-- start Supplied material --
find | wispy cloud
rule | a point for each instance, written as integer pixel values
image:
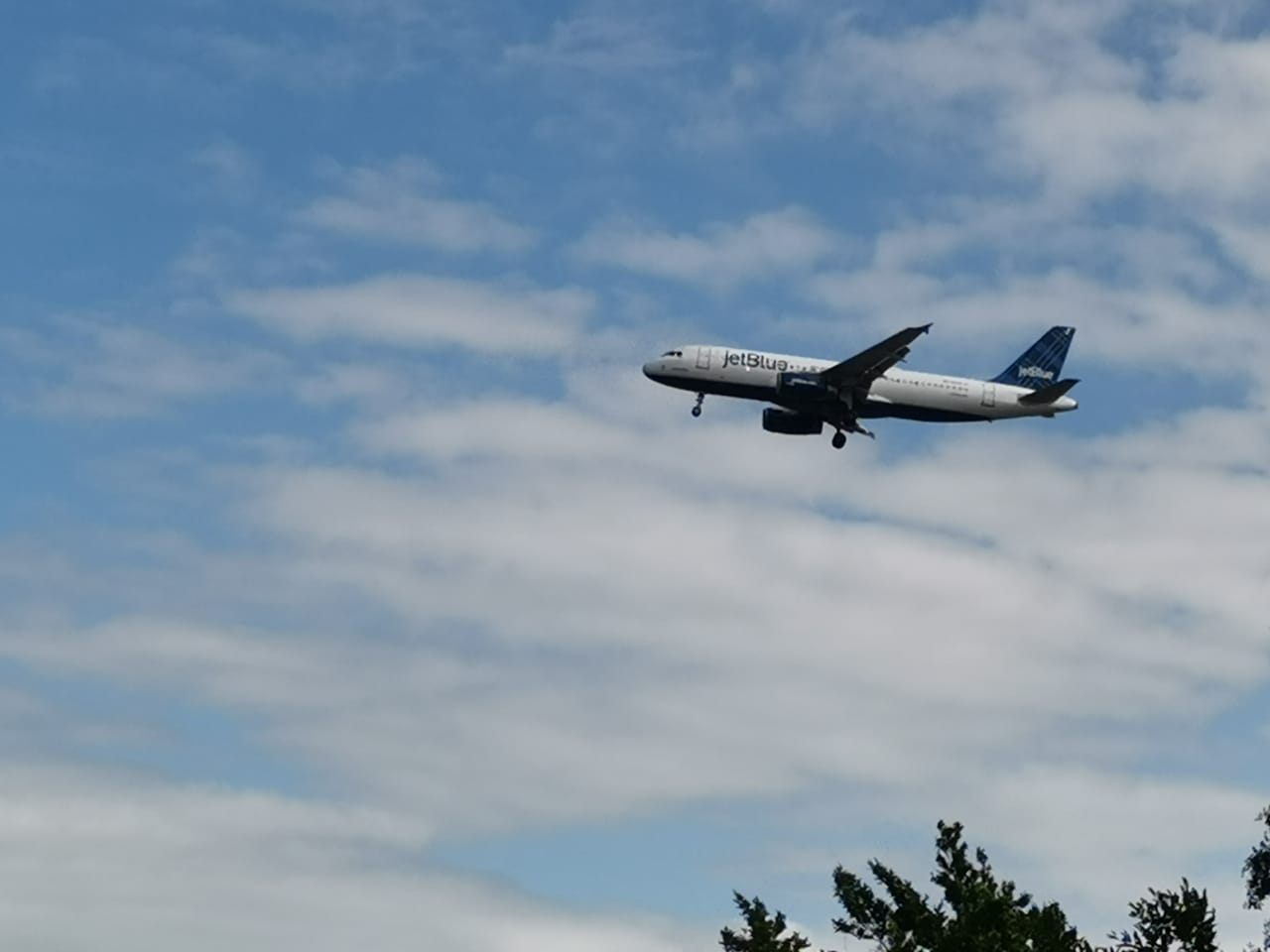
-- end Supplied material --
-- start Supplied material --
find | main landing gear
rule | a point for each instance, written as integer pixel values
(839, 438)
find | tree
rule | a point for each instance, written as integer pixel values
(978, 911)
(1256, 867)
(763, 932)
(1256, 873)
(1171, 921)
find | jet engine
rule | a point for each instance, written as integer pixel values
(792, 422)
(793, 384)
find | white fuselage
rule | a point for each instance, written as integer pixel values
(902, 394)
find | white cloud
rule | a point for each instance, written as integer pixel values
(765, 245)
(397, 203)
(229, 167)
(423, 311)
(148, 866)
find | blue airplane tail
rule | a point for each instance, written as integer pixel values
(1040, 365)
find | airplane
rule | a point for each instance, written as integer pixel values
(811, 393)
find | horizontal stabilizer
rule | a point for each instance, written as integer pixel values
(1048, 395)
-- end Supplied material --
-- start Supplied material --
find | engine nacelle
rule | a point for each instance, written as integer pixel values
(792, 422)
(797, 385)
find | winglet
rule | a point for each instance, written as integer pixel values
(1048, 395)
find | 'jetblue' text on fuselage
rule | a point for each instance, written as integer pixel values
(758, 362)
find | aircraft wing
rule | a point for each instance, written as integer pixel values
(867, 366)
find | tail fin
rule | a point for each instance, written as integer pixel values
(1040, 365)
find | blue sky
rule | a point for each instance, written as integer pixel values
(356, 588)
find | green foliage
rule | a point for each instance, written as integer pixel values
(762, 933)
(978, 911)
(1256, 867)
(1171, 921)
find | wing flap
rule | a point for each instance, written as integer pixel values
-- end Supplied material --
What is asked:
Please show every line of the records that contains the word "engine".

Task output:
find | jet engine
find | engine nacelle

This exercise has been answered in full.